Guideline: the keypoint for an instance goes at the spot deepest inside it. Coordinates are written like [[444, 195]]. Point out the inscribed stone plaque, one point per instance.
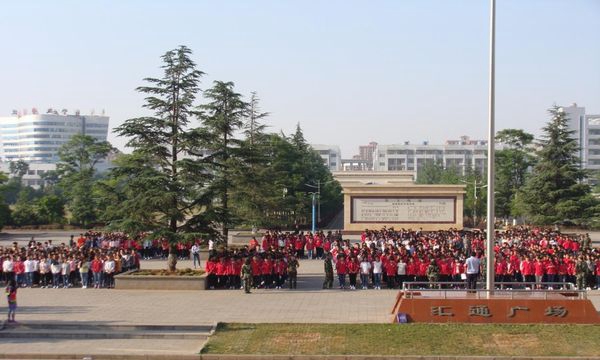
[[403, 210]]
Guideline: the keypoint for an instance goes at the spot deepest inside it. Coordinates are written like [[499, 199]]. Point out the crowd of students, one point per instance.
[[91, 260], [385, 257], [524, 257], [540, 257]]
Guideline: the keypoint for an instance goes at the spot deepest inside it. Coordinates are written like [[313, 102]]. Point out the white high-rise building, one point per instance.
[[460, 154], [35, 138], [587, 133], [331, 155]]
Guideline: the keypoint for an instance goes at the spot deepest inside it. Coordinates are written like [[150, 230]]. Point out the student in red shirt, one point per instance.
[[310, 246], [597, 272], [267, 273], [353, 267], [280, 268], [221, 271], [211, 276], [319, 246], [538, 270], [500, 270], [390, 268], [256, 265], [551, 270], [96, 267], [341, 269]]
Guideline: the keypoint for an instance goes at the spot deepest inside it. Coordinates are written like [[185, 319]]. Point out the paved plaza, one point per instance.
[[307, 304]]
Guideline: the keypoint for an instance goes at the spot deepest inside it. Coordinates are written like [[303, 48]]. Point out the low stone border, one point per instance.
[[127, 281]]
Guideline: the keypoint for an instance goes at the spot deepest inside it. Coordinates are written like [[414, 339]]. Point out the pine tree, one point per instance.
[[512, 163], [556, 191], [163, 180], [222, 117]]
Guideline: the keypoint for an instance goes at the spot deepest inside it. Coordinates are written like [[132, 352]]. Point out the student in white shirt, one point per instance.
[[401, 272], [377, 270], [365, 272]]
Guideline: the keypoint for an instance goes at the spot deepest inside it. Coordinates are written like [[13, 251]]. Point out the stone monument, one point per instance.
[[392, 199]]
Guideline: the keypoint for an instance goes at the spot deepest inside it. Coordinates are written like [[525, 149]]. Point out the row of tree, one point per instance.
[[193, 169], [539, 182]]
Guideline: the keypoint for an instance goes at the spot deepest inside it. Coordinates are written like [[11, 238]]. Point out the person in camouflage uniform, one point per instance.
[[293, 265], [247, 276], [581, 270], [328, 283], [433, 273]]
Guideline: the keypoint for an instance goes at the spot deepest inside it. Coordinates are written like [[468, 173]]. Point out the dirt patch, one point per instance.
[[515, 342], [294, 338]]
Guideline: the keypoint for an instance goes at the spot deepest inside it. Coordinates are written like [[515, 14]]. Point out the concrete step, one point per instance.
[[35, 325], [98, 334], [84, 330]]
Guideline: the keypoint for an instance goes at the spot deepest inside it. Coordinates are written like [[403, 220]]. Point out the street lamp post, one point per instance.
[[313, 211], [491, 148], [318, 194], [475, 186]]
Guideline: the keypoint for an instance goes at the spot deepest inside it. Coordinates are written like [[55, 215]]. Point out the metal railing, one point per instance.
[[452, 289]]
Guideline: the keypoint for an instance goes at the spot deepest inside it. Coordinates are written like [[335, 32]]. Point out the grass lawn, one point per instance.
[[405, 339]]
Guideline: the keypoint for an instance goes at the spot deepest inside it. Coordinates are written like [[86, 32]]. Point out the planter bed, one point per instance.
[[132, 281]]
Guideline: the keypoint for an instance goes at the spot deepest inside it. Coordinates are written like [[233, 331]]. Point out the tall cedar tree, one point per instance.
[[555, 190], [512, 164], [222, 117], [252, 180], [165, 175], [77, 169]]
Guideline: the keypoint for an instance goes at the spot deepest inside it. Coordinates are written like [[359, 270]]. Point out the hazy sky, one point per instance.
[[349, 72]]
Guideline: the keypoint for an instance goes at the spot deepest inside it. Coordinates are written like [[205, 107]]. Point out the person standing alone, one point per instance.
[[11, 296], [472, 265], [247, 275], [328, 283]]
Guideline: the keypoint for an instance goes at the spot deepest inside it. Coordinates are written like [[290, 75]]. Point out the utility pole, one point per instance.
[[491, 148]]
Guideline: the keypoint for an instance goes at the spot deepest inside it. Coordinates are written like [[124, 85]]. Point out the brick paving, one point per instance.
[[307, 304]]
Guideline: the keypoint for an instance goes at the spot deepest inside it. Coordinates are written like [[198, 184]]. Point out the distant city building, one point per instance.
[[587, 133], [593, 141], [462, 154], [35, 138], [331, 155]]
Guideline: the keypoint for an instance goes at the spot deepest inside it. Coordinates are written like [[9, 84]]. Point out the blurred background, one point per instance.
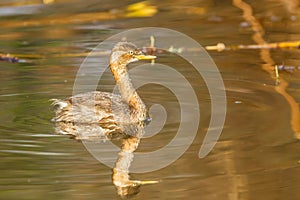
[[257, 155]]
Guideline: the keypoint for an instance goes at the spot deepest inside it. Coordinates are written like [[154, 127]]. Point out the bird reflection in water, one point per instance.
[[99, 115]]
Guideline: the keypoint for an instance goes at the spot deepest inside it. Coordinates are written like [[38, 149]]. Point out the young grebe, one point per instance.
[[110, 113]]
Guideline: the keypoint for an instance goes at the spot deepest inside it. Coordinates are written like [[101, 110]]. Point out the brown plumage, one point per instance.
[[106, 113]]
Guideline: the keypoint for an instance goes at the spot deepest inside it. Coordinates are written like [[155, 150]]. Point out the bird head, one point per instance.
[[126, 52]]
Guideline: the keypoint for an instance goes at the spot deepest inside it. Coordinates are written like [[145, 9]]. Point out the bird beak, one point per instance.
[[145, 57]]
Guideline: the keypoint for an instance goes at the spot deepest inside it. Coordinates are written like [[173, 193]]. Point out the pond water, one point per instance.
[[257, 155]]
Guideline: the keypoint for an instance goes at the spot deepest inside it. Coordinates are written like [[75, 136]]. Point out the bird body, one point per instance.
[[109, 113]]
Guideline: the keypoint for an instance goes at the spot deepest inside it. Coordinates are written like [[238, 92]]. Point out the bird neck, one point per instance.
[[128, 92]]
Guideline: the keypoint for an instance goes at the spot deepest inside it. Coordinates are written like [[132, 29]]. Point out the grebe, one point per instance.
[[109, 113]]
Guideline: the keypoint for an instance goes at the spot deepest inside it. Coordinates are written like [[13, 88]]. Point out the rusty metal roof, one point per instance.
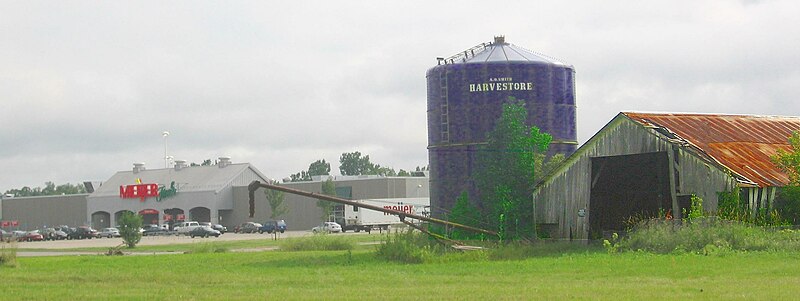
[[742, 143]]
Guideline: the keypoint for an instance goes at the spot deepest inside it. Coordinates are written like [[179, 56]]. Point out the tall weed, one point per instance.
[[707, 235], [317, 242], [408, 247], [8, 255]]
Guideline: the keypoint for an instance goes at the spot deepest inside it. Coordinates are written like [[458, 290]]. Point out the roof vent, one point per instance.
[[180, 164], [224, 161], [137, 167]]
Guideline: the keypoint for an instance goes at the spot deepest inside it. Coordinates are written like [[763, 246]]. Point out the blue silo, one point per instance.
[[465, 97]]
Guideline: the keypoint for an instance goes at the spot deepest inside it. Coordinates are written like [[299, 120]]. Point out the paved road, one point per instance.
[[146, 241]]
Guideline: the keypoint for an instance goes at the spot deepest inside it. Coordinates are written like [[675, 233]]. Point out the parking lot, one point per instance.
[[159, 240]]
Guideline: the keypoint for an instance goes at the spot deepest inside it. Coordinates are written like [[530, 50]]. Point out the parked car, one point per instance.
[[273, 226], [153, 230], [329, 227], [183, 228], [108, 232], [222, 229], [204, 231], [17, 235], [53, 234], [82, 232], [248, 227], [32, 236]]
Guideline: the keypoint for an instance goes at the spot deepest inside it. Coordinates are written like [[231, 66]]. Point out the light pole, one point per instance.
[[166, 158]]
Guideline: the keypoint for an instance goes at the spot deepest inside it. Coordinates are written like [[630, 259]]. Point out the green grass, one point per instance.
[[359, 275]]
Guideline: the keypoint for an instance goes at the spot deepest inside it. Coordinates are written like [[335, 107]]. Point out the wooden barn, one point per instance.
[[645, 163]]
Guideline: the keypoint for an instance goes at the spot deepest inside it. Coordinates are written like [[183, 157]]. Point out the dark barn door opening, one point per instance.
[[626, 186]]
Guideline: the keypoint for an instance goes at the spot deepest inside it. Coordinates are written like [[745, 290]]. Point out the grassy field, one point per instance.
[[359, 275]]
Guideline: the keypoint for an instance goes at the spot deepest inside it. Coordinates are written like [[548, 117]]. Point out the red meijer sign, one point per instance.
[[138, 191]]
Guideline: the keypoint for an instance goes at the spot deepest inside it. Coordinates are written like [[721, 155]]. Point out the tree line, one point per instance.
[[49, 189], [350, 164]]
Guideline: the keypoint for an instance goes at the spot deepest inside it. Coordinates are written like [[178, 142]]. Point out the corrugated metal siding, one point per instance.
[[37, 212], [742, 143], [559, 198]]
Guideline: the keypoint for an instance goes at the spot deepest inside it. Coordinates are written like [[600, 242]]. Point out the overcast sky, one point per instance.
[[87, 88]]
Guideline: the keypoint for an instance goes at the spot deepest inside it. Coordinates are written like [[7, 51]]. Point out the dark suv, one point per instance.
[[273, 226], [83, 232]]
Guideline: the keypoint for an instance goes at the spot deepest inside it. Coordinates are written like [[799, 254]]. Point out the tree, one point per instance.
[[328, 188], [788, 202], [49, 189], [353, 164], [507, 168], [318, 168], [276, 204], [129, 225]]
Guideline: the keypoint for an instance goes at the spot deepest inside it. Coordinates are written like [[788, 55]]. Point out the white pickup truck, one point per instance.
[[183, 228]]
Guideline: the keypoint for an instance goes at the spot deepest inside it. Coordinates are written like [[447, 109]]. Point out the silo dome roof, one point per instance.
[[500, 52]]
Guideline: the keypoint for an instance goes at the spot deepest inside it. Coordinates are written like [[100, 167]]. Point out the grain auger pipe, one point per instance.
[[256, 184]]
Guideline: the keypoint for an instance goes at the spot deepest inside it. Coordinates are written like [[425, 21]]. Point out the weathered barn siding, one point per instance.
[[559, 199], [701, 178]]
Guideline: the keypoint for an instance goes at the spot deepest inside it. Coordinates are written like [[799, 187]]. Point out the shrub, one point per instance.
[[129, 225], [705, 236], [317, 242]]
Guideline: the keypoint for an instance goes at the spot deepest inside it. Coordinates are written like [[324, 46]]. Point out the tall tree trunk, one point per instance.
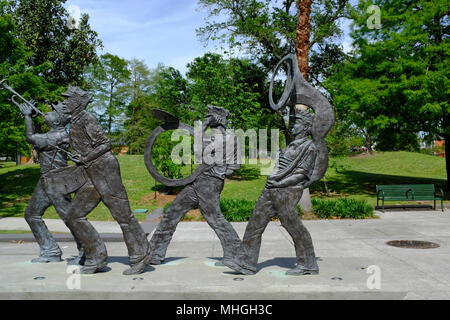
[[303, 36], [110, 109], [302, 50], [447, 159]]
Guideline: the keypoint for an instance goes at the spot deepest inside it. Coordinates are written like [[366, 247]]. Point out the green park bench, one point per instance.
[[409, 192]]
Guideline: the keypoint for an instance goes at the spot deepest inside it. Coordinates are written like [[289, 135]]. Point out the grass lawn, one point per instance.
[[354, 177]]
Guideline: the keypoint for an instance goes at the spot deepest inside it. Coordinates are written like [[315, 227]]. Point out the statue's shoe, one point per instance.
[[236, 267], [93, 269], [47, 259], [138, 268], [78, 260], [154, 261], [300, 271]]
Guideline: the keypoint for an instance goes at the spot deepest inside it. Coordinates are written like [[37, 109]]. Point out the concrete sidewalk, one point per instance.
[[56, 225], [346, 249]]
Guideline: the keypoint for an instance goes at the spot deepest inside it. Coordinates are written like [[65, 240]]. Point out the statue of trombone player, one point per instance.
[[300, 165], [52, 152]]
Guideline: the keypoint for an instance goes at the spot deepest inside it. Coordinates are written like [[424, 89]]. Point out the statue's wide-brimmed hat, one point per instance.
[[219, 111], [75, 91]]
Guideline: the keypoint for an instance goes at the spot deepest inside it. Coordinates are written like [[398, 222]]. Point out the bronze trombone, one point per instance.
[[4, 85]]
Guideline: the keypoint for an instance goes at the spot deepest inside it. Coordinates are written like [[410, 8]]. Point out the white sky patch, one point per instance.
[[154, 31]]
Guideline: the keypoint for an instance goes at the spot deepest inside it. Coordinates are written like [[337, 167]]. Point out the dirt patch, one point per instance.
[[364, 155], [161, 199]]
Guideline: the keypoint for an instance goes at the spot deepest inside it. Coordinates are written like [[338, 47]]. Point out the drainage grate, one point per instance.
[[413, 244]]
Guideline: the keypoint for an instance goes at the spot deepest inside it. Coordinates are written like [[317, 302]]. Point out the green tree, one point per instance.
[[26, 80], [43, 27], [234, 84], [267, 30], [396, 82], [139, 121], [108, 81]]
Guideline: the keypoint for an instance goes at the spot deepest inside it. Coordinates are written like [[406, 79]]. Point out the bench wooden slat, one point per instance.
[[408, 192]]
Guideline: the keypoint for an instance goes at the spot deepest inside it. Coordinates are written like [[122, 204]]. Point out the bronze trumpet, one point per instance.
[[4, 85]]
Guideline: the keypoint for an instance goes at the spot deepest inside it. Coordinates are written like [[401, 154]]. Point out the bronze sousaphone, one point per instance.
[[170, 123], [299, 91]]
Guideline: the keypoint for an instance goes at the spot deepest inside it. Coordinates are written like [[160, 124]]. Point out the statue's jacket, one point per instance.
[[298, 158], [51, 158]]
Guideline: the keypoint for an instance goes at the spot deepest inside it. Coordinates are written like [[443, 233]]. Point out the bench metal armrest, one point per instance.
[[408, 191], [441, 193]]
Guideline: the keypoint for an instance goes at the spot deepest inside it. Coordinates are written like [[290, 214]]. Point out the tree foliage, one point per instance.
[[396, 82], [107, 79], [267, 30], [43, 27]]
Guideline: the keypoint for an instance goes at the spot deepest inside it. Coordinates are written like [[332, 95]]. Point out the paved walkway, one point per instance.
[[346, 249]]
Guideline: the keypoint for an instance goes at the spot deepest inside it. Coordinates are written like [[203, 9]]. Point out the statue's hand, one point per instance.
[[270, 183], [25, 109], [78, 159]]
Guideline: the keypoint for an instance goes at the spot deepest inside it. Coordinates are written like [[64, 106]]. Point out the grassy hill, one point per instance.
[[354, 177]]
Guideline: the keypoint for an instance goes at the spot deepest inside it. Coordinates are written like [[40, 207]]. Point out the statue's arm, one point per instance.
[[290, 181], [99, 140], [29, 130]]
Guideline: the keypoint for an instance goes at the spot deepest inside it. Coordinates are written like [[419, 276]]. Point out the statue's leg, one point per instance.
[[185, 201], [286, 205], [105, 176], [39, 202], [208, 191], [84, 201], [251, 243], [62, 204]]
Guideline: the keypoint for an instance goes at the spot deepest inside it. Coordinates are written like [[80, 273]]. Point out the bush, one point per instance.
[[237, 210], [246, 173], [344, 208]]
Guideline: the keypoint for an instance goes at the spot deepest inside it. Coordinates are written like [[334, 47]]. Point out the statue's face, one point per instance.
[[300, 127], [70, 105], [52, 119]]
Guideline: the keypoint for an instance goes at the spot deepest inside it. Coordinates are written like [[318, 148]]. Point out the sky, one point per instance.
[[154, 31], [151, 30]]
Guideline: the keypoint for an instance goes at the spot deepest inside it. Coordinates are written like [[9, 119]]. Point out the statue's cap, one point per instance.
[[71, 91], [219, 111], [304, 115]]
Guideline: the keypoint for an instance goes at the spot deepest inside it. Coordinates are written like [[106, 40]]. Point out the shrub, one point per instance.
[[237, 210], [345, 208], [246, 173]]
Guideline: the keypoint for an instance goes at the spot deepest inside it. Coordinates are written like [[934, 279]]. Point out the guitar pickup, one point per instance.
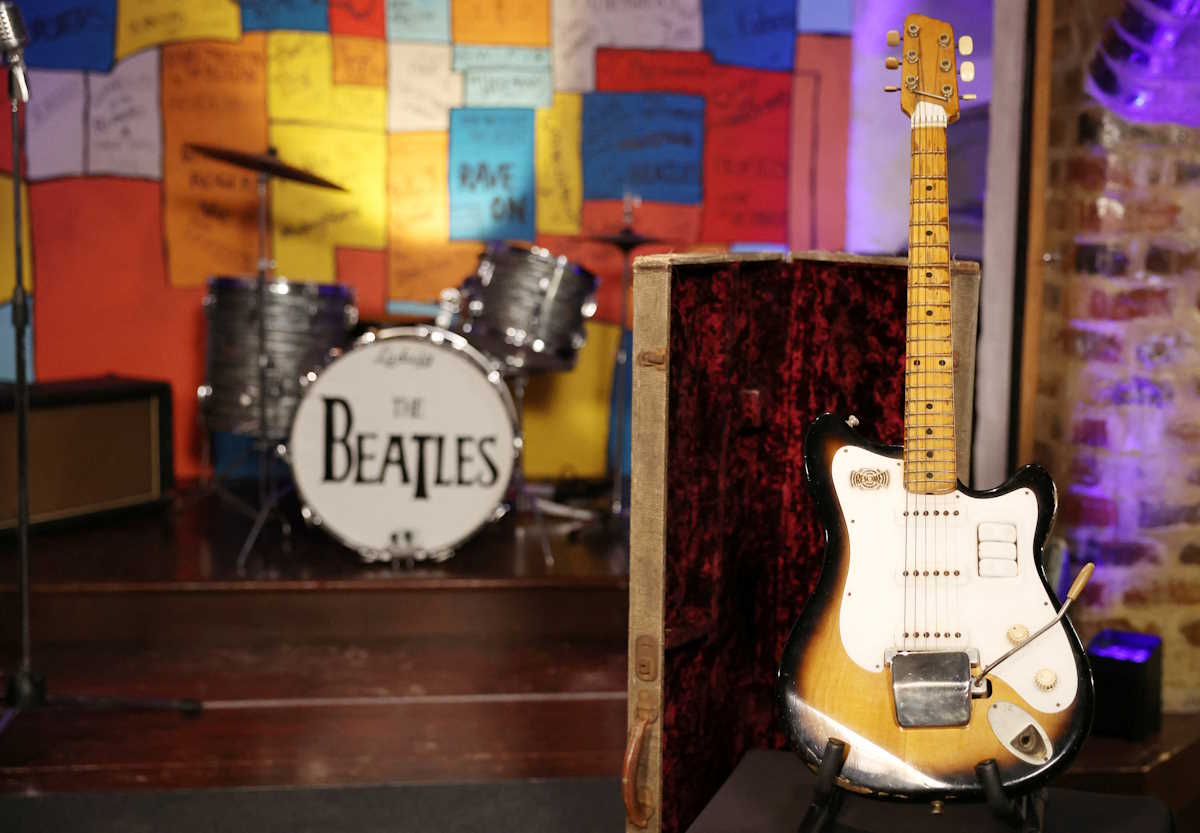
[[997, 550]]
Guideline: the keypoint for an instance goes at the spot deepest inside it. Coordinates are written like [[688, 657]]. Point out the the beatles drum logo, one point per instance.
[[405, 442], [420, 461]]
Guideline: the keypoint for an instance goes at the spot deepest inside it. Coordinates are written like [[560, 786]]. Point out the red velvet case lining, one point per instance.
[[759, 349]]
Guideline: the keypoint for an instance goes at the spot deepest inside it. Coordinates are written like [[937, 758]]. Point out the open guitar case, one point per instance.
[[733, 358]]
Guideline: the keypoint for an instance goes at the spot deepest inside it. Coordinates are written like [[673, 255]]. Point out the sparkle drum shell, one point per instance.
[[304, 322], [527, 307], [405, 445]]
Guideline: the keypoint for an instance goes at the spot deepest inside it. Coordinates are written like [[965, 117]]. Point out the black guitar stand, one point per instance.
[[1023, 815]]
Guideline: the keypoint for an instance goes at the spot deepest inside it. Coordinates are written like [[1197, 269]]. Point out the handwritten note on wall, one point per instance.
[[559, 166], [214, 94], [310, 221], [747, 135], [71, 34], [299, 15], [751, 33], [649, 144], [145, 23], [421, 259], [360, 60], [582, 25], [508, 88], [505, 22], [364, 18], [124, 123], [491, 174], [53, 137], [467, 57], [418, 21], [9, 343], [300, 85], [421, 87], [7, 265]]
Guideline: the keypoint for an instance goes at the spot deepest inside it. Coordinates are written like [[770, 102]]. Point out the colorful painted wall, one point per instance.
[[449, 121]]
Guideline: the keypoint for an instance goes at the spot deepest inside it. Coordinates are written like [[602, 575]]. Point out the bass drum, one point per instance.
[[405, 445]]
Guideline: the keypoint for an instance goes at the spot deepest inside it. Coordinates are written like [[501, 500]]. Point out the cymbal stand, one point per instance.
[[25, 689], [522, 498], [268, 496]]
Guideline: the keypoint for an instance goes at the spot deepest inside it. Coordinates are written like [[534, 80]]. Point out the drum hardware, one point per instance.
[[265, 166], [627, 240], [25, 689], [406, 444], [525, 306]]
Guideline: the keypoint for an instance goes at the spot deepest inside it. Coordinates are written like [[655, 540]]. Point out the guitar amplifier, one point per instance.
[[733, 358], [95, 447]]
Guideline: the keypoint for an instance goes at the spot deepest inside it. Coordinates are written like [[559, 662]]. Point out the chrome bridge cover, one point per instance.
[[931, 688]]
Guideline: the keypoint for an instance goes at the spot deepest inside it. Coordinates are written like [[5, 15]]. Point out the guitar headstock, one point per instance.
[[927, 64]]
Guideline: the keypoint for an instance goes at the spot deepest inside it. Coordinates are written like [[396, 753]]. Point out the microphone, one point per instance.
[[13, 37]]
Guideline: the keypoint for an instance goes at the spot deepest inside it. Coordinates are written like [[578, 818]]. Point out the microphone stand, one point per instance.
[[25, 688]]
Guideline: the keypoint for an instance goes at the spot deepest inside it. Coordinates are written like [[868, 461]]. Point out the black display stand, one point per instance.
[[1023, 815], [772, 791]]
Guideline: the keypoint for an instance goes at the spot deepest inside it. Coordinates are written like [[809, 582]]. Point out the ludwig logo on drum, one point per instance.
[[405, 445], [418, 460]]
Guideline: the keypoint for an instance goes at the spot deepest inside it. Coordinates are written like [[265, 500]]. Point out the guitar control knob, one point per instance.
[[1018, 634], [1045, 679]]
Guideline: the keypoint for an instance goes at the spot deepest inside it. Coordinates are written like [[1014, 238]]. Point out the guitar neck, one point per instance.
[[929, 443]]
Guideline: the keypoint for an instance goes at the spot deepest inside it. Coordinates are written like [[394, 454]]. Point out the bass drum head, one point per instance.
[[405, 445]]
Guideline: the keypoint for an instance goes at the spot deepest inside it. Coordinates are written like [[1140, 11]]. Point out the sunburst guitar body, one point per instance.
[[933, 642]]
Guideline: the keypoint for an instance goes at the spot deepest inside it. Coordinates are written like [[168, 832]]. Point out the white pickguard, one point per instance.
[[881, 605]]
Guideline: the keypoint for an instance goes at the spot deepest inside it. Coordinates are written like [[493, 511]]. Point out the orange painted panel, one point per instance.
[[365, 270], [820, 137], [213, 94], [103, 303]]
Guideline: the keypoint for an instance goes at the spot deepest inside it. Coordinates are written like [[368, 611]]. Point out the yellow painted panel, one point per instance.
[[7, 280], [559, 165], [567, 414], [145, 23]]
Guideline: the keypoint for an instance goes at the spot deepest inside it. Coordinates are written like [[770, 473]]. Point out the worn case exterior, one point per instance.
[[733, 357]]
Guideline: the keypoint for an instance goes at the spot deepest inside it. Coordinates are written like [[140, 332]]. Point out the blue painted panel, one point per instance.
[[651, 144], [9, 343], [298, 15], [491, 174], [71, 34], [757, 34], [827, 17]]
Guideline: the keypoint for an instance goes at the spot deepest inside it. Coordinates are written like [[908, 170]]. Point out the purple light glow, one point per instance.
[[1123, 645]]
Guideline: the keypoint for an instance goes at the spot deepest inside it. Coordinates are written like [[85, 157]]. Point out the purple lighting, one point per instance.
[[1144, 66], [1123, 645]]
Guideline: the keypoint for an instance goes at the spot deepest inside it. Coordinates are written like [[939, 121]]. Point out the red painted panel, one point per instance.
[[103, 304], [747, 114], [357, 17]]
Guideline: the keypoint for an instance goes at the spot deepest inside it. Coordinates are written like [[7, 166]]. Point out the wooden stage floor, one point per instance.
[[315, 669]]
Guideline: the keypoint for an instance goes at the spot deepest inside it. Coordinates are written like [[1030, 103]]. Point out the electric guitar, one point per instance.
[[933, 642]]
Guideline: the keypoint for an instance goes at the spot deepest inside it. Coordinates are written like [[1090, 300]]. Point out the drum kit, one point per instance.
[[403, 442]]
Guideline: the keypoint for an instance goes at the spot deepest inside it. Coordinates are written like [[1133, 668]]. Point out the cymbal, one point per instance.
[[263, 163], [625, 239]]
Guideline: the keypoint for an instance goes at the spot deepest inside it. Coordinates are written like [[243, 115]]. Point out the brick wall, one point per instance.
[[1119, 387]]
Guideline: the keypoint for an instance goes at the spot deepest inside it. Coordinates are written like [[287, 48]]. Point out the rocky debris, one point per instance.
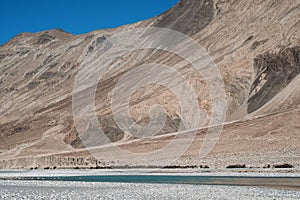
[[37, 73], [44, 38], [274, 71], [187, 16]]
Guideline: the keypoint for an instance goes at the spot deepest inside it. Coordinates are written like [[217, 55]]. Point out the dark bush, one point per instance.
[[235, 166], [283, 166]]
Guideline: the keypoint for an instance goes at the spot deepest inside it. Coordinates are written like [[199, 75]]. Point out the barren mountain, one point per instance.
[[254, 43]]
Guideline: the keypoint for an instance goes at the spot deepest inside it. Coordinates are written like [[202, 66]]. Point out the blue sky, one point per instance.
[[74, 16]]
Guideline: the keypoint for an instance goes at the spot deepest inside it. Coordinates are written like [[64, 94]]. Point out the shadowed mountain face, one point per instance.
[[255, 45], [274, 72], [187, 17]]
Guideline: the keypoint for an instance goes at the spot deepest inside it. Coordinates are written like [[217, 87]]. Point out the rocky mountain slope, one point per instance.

#### Problem requirements
Rewrite the part of the listing between the lines holding "headstock, one point per instance." and "[[405, 445], [418, 460]]", inclusive, putting "vocal mic" wherever "microphone" occurs and changing nothing else.

#### Answer in full
Guideline: the keypoint for an instance goes at the spot deepest inside it. Coordinates are written like [[5, 15]]. Point out the guitar headstock, one point per instance.
[[927, 64]]
Guideline: the keypoint for an instance goes at the spot deepest inside it. Coordinates are written like [[396, 753]]. Point out the vocal mic, one point per instance.
[[13, 37]]
Guideline: the keypoint for an instance goes at the spot deepest inside it. Coordinates are written like [[578, 818]]. Point out the vocal mic stand, one point per instance.
[[25, 688]]
Guideline: the keypoint for an instance goes at the spot deepest inside it. Coordinates are written like [[868, 461]]. Point out the black display stand, one point per instance.
[[1023, 815], [772, 791]]
Guideline: the keypoint for an instance goes at the spot deepest inside it. Coordinates are written like [[809, 582]]. Point out the ludwig logo on drum, one point per instance.
[[405, 445], [418, 460]]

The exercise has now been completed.